How Long Does It Take to Recover From Shoulder Surgery?

Undergoing shoulder surgery is a big deal. The whole process can take time- setting up pre-operative appointments, preparing for surgery, undergoing surgery, and surgical recovery are all major steps along the way. I often find that patient's get so wrapped up in the preparation phase pre-op that they fail to really consider the post-op recovery.


In my experience, surgeons tend to downplay the recovery time. This is especially the case when in comes to a timeline to return to a sport or recreational athletics. When I see patients for their first post-op visit, the majority of time is spent educating the patient on the timeline of recovery. Some patients are confused when I explain a timeline to them that is twice as long as what the surgeon said. As a physical therapist, there are many factors to consider when determining an appropriate timeline for recovery.


Factors Influencing Recovery Timeline

  1. Age of the patient

  2. General health and co-mordbities

  3. Type of surgical procedure performed (internal link)

  4. The surgeons specific post-op protocol (internal link)

  5. Previous level of acitivity

  6. Patient goals

General Timeline:

  • Phase 1: Initial Recovery (2-8 weeks)

  • Phase 2: Intermediate Recovery (4-8 weeks)

  • Phase 3: Dynamic Strengthening (4-8 weeks)

  • Phase 4: Return to Activity/Sport (4-8 weeks)

Total recovery time: 14-32 weeks (3.5-8 months)


The following is a general overview of the timeline for post-operative recovery. You should also consult with your MD and PT prior to initiating any rehab program.


Phase 1: Initial Recovery (2-8 weeks)

In the initial recovery stage, the patient is often immobilized in a sling. Depending on the surgical procedure and the doctors protocol, this phase usually lasts for the first 2-8 weeks after surgery.


Primary Complaints During Initial Phase of Recovery

  • Post-operative pain

  • Difficulty sleeping, disrupted sleep (Link to: Shoulder Sleeper Pillow)

  • Discomfort with wearing a sling

  • Lack of independence/ reliance on others

Rehab Focus During Initial Phase of Recovery

  • Pain management

  • Protect the surgical repair/surgical site

  • Decrease risk of infection

  • Gentle passive range of motion (depending on surgical procedure)

● **Tasks and exercises**:
a. Reproduce the passage of the shoulder surgery recovery article starting at "6. Patient goals" and ending at "Activity/Sport (4-8 weeks)".
b. According to the shoulder surgery recovery article, what total recovery time does the general timeline give?

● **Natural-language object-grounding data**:
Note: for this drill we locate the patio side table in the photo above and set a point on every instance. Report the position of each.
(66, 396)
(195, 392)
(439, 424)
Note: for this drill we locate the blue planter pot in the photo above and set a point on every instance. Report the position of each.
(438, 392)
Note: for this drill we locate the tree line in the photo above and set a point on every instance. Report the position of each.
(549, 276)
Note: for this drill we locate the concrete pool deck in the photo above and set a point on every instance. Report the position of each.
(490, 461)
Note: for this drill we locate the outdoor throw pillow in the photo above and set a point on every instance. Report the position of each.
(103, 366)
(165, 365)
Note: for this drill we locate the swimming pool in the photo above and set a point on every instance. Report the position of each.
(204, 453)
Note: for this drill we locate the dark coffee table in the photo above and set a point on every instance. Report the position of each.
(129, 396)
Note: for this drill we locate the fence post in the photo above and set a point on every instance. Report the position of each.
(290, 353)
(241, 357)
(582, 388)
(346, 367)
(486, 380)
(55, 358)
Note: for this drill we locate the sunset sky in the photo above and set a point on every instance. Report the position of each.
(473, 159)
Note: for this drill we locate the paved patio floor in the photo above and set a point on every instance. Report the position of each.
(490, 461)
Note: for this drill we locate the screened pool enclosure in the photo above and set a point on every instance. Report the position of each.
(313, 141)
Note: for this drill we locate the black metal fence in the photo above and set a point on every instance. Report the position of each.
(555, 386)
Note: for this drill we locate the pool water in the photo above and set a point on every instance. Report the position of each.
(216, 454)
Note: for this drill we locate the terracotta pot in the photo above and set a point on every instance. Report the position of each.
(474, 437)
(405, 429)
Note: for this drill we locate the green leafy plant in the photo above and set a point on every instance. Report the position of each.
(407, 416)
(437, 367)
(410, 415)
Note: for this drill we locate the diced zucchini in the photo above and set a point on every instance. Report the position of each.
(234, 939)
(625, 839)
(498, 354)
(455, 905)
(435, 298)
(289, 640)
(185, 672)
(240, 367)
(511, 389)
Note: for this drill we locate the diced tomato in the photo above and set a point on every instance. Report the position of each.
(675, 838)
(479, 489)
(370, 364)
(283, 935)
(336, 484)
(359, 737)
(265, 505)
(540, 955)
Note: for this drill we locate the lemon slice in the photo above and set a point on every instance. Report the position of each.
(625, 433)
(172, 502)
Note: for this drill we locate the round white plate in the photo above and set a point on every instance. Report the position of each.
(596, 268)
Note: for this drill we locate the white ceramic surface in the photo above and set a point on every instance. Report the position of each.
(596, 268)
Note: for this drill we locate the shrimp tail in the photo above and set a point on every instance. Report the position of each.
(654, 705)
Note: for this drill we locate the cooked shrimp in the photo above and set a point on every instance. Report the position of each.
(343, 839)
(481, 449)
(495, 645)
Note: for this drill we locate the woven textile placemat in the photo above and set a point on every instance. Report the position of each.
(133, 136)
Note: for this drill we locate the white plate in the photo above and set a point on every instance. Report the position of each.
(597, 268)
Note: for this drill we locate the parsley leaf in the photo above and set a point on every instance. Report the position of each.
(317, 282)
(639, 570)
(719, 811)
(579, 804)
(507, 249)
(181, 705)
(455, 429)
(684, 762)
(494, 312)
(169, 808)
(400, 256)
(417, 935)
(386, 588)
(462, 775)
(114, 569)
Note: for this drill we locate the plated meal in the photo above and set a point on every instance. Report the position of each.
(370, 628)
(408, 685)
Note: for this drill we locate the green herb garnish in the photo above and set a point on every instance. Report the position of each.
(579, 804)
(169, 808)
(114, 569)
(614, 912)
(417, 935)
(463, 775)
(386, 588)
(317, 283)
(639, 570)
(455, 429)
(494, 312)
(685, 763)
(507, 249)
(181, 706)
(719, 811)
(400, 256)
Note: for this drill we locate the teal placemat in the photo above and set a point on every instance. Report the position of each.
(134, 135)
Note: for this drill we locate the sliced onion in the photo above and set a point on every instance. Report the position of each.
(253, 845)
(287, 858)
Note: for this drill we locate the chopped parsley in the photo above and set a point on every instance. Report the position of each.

● **Answers per task**:
a.
6. Patient goals

General Timeline:

  • Phase 1: Initial Recovery (2-8 weeks)

  • Phase 2: Intermediate Recovery (4-8 weeks)

  • Phase 3: Dynamic Strengthening (4-8 weeks)

  • Phase 4: Return to Activity/Sport (4-8 weeks)

b. 14-32 weeks (3.5-8 months).